120315
This may be related to a getBM biomaRt returns different results for the same attribute, depending on which attributes I request I posted, but if so, I'm still in need of guidance:
I made a Mart object as follows:
Mmmart2 <- useMart(biomart = "ENSEMBL_MART_ENSEMBL", dataset = "mmusculus_gene_ensembl")
Now I will use "getBM" to ask for six different sets of attributes for 1 non-coding RNA (Xist) and three protein-coding genes, and I will get what seem to me to be rather unpredictable responses depending on which set of attributes I request:
(1)
> getBM(attributes = c("refseq_mrna", "refseq_ncrna", "refseq_peptide"), + filters = "mgi_symbol", + values = c("Xist", "Yy1", "Hist1h1c", "Hist1h3c"), + mart = Mmmart) refseq_mrna refseq_ncrna refseq_peptide 1 NM_015786 NA NP_056601 2 NM_175653 NA NP_783584 3 NM_009537 NA NP_033563
Why did I get nothing for my non-coding RNAs? There is a non-coding RNA in there, and Biomart returns it to me if I use the same command except changing the attributes that I request to only the non-coding RNA:
(2)
attributes = c("refseq_ncrna") refseq_ncrna 1 NR_001463
So why didn't my request in (1) give something like this:
refseq_mrna refseq_ncrna refseq_peptide 1 NM_015786 NA NP_056601 2 NM_175653 NA NP_783584 3 NM_009537 NA NP_033563 4 NA NR_001463 NA
?

Extracted records:
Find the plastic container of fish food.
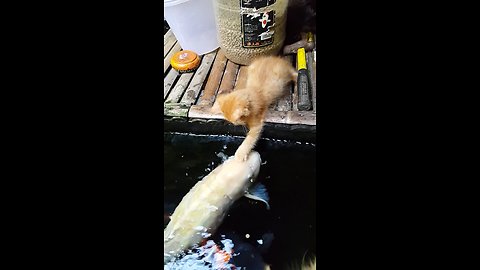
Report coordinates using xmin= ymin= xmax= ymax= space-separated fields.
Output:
xmin=214 ymin=0 xmax=288 ymax=65
xmin=163 ymin=0 xmax=219 ymax=55
xmin=170 ymin=50 xmax=200 ymax=73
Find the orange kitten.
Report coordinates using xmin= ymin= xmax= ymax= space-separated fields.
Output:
xmin=212 ymin=56 xmax=297 ymax=161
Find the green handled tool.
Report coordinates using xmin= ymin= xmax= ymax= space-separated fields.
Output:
xmin=297 ymin=48 xmax=312 ymax=111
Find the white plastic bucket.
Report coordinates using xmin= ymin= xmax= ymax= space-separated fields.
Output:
xmin=163 ymin=0 xmax=219 ymax=55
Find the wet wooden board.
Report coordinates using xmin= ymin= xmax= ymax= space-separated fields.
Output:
xmin=235 ymin=66 xmax=247 ymax=89
xmin=217 ymin=61 xmax=240 ymax=94
xmin=163 ymin=42 xmax=180 ymax=73
xmin=181 ymin=51 xmax=217 ymax=104
xmin=163 ymin=68 xmax=178 ymax=99
xmin=164 ymin=32 xmax=316 ymax=128
xmin=198 ymin=50 xmax=227 ymax=106
xmin=163 ymin=29 xmax=177 ymax=58
xmin=275 ymin=55 xmax=294 ymax=112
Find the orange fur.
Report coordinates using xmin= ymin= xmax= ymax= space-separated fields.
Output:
xmin=212 ymin=56 xmax=297 ymax=160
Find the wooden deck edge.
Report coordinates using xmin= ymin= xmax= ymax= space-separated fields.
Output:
xmin=163 ymin=117 xmax=317 ymax=143
xmin=188 ymin=105 xmax=316 ymax=126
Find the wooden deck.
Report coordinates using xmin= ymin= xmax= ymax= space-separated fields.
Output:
xmin=163 ymin=30 xmax=317 ymax=132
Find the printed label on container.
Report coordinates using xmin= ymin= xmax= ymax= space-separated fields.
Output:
xmin=241 ymin=10 xmax=275 ymax=48
xmin=240 ymin=0 xmax=276 ymax=9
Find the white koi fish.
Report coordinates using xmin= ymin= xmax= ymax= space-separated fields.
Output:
xmin=163 ymin=151 xmax=269 ymax=263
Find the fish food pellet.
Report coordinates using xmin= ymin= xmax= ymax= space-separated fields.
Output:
xmin=214 ymin=0 xmax=288 ymax=65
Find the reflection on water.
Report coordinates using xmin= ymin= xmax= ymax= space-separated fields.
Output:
xmin=164 ymin=133 xmax=316 ymax=270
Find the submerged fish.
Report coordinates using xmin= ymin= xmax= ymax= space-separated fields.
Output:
xmin=163 ymin=151 xmax=269 ymax=263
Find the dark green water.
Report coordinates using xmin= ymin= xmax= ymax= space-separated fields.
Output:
xmin=164 ymin=133 xmax=316 ymax=270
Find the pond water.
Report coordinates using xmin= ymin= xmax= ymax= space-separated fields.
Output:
xmin=164 ymin=132 xmax=316 ymax=270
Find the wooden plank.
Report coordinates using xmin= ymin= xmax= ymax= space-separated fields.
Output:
xmin=235 ymin=66 xmax=247 ymax=89
xmin=181 ymin=50 xmax=218 ymax=104
xmin=286 ymin=111 xmax=317 ymax=126
xmin=163 ymin=29 xmax=175 ymax=47
xmin=217 ymin=61 xmax=239 ymax=93
xmin=265 ymin=110 xmax=287 ymax=124
xmin=163 ymin=103 xmax=190 ymax=117
xmin=163 ymin=68 xmax=178 ymax=100
xmin=275 ymin=55 xmax=296 ymax=112
xmin=197 ymin=49 xmax=227 ymax=106
xmin=307 ymin=52 xmax=317 ymax=112
xmin=164 ymin=72 xmax=194 ymax=103
xmin=188 ymin=105 xmax=223 ymax=119
xmin=163 ymin=42 xmax=181 ymax=74
xmin=163 ymin=29 xmax=177 ymax=58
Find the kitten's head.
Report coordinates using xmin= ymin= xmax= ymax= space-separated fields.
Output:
xmin=212 ymin=91 xmax=250 ymax=125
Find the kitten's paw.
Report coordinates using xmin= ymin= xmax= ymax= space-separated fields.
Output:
xmin=234 ymin=151 xmax=249 ymax=162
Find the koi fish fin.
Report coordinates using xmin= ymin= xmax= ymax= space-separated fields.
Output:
xmin=245 ymin=183 xmax=270 ymax=210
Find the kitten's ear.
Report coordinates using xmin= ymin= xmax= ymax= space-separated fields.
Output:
xmin=210 ymin=101 xmax=222 ymax=114
xmin=233 ymin=103 xmax=250 ymax=119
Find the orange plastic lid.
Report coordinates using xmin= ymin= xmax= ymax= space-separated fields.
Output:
xmin=170 ymin=50 xmax=200 ymax=73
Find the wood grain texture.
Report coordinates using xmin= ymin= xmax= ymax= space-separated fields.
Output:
xmin=180 ymin=51 xmax=217 ymax=105
xmin=235 ymin=66 xmax=247 ymax=89
xmin=275 ymin=55 xmax=294 ymax=112
xmin=165 ymin=72 xmax=193 ymax=103
xmin=163 ymin=42 xmax=181 ymax=74
xmin=163 ymin=68 xmax=178 ymax=100
xmin=163 ymin=29 xmax=177 ymax=58
xmin=217 ymin=61 xmax=239 ymax=94
xmin=197 ymin=49 xmax=227 ymax=106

Tasks to complete:
1/ Answer these questions from the biomaRt post, putting each answer on its own line marked with the same letter.
(a) What value does the post give for the filters argument in request (1)?
(b) Which gene in the query is named as the non-coding RNA?
(c) What refseq_ncrna ID comes back in request (2)?
2/ For each statement, say whether it agrees with the biomaRt post. Answer yes or no, and quote the words from the post that settle it.
(a) The Mart object is built with the mmusculus_gene_ensembl dataset.
(b) The query covers two non-coding RNAs and two protein-coding genes.
(c) The poster uses getBM to ask for six different sets of attributes.
3/ Pick up the biomaRt post after its final line and keep writing in the poster's voice.

Answers to this exercise:
1/
(a) "mgi_symbol"
(b) Xist
(c) NR_001463

2/
(a) Yes: dataset = "mmusculus_gene_ensembl"
(b) No: "1 non-coding RNA (Xist) and three protein-coding genes"
(c) Yes: "I will use "getBM" to ask for six different sets of attributes"

3/
(3)
Now I try to add names to my request in (1) so that I know which pair of "NM_" and "NP_" identifiers go with which gene symbol, but it complains with an error:
attributes = c("refseq_mrna", "refseq_ncrna", "refseq_peptide", "mgi_symbol") Error in getBM(attributes = c("refseq_mrna", "refseq_ncrna", "refseq_peptide", : Query ERROR: caught BioMart::Exception::Usage: Too many attributes selected for External References
Is 4 requested attributes really too many, or is it instead that the attributes I've requested are somehow incompatible?
(5)
If I ask for the same thing except dropping the request for the non-coding RNA attribute, it works fine, but doesn't acknowledge anything for Xist, which is still in the values:
attributes = c("refseq_mrna", "refseq_peptide", "mgi_symbol") refseq_mrna refseq_peptide mgi_symbol 1 NM_015786 NP_056601 Hist1h1c 2 NM_175653 NP_783584 Hist1h3c 3 NM_009537 NP_033563 Yy1
(6)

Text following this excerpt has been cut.